[Start of Attachment]

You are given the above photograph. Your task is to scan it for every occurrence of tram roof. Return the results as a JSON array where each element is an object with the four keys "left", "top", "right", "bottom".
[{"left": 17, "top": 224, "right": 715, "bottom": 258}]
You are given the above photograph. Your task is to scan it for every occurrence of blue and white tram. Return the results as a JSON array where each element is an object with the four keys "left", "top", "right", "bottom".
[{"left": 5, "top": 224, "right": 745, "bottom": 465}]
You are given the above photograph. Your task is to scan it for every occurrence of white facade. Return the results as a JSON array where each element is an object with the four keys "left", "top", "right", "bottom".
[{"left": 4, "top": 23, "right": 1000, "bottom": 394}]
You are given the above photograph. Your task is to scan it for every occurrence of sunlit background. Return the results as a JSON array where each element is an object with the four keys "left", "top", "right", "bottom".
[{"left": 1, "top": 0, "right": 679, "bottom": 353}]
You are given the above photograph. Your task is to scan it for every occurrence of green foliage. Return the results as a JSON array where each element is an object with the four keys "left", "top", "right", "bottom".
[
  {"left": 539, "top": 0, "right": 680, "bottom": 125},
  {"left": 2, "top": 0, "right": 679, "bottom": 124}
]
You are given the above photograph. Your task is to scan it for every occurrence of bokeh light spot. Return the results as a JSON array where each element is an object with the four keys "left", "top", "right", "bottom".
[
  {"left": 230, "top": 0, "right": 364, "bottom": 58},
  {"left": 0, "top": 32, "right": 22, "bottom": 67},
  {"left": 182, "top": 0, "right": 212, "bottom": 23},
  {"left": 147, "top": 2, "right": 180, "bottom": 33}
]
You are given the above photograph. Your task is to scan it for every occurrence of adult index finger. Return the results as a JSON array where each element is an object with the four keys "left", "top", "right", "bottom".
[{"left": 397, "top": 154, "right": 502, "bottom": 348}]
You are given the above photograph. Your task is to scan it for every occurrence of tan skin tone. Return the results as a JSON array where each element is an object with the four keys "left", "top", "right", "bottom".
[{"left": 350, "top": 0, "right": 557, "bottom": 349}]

[End of Attachment]

Would you reproduce the full listing shown above, word for word?

You are given the above photograph. Your task is to scan it for every occurrence of tram roof. Return the results as a JSON array where each element is an object with the four keys "left", "top", "right", "bottom".
[{"left": 17, "top": 224, "right": 715, "bottom": 258}]
You are given the above photograph. Your task is to scan it for every occurrence of blue and white tram. Return the results as a JSON array where each element is an object with the four keys "left", "top", "right", "bottom".
[{"left": 5, "top": 224, "right": 745, "bottom": 465}]
You are given the above photograph. Your task is to scan it for every occurrence of white facade. Return the results as a JSON array where each element is an object with the four keys "left", "top", "right", "bottom".
[{"left": 4, "top": 23, "right": 1000, "bottom": 394}]
You are given the above photograph. Your task is to scan it for every occurrence of sunlit background. Return the results as a JSON array where each element is an object with the four keys "left", "top", "right", "bottom".
[{"left": 1, "top": 0, "right": 679, "bottom": 353}]
You are given the above photograph. Your task is to scan it for every occurrence of green foliage. Return the results as a JSON array where each element is an object with the four keys "left", "top", "right", "bottom".
[
  {"left": 539, "top": 0, "right": 680, "bottom": 125},
  {"left": 2, "top": 0, "right": 679, "bottom": 124}
]
You are given the above photograph. Your task is to scan it for every occurrence of bokeh light spot. Return the results as a JSON array where each element is an object with the four keys "left", "top", "right", "bottom".
[
  {"left": 230, "top": 0, "right": 364, "bottom": 58},
  {"left": 0, "top": 32, "right": 22, "bottom": 67},
  {"left": 182, "top": 0, "right": 212, "bottom": 23},
  {"left": 147, "top": 2, "right": 180, "bottom": 33}
]
You are given the above photograph. Your task is to scan it for every occurrence of adult index finger. Return the results as a JSON array where each element is an object with the four keys "left", "top", "right", "bottom".
[{"left": 397, "top": 154, "right": 502, "bottom": 348}]
You are given the above photograph. Your task is to scan it for every occurrence of tan skin tone. Return the results as a JSON array where each element is an object with the four keys "left", "top", "right", "bottom".
[{"left": 350, "top": 0, "right": 557, "bottom": 349}]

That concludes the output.